Nothing but the line with "Would you be so kind as to point out the white" and the lines after it should appear, each retyped exactly as in the listing.

**Task data:**
• • • •

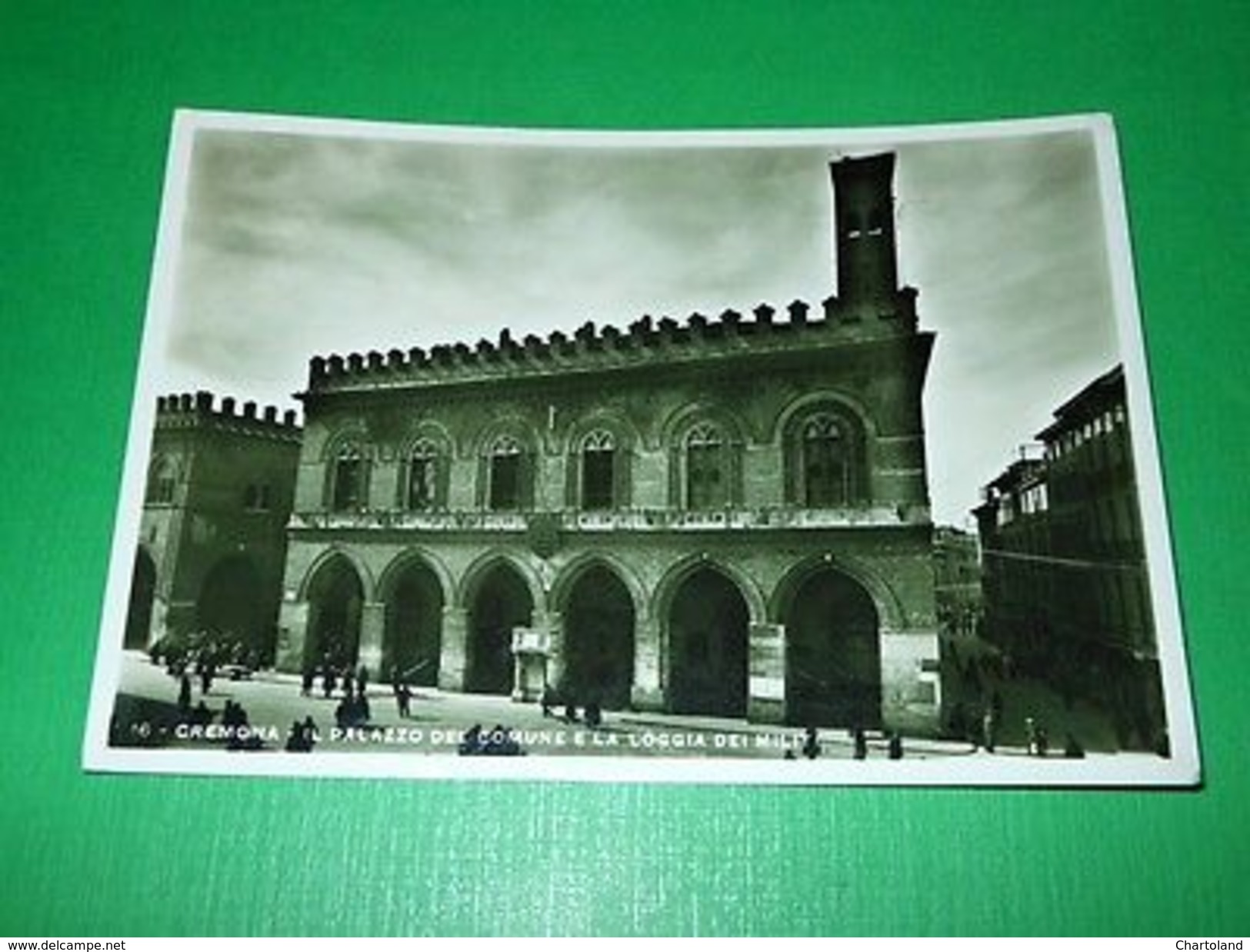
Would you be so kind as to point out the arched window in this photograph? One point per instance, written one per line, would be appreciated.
(162, 481)
(825, 464)
(824, 460)
(349, 480)
(422, 486)
(598, 470)
(706, 479)
(506, 474)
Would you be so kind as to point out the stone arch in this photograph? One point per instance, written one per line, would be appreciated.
(143, 597)
(606, 484)
(348, 458)
(498, 596)
(585, 561)
(704, 636)
(508, 454)
(163, 478)
(599, 611)
(683, 416)
(232, 605)
(704, 445)
(832, 471)
(610, 419)
(885, 600)
(335, 592)
(756, 605)
(833, 672)
(424, 469)
(330, 554)
(414, 590)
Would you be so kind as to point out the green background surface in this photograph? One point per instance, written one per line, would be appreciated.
(88, 93)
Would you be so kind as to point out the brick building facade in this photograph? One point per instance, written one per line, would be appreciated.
(213, 531)
(1066, 588)
(723, 516)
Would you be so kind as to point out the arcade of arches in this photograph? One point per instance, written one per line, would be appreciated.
(696, 647)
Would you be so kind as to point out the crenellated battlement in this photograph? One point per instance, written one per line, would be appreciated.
(645, 342)
(203, 409)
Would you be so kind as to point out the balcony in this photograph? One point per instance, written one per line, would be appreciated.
(633, 520)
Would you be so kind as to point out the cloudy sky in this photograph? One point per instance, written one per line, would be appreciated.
(295, 244)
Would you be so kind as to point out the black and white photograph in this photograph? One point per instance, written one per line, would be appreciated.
(790, 458)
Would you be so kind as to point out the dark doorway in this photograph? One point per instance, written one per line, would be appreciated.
(833, 654)
(599, 640)
(503, 602)
(143, 592)
(708, 646)
(335, 597)
(414, 627)
(232, 607)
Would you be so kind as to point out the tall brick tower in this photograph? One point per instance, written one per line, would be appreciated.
(868, 271)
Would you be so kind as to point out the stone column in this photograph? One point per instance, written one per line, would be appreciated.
(765, 692)
(648, 694)
(373, 630)
(910, 682)
(555, 649)
(293, 622)
(453, 659)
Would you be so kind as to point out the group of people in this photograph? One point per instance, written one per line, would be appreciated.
(303, 736)
(812, 747)
(592, 715)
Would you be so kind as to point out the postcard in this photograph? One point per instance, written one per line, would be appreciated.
(789, 458)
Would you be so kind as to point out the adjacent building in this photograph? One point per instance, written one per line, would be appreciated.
(724, 516)
(213, 532)
(956, 582)
(1066, 590)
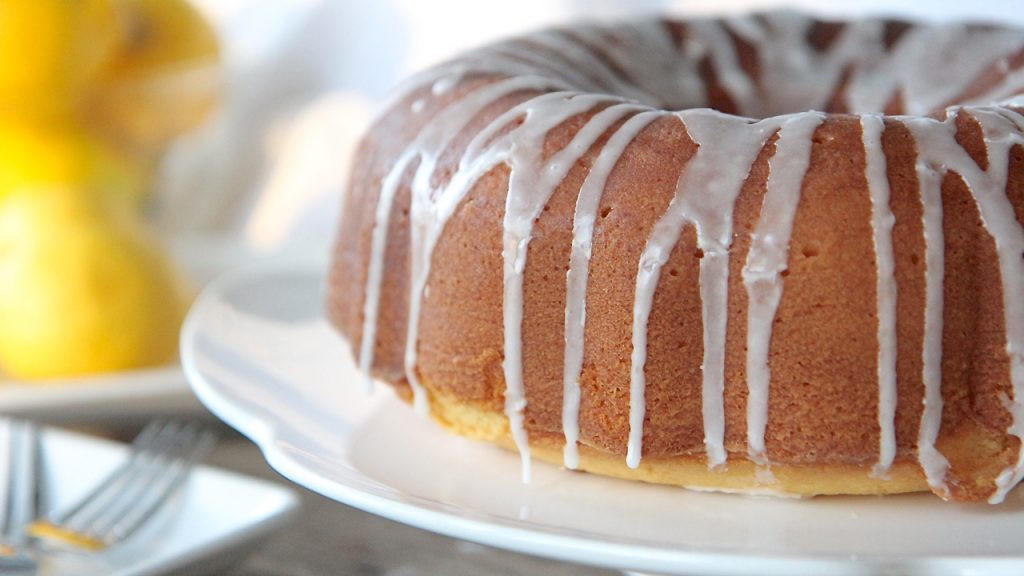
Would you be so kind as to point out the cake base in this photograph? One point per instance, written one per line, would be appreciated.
(691, 471)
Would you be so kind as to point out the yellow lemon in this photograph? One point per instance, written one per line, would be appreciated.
(34, 154)
(84, 286)
(50, 50)
(163, 80)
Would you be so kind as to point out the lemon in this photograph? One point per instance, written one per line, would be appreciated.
(84, 286)
(34, 154)
(50, 50)
(163, 79)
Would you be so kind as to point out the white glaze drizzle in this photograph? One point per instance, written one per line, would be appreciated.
(782, 52)
(426, 148)
(940, 151)
(529, 190)
(882, 234)
(765, 263)
(932, 461)
(706, 194)
(576, 279)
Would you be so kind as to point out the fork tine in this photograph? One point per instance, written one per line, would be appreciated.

• • • •

**The completed task:**
Would you be so kind as to point out the white glaze drizzle in this photograph? One point per instance, written one per line, would be appreciated.
(782, 52)
(426, 148)
(940, 151)
(529, 190)
(882, 234)
(765, 263)
(932, 461)
(706, 194)
(576, 279)
Would you be so kind as to point out the fork tine in this photograph? One point per instance, written one per line, would be appreciated.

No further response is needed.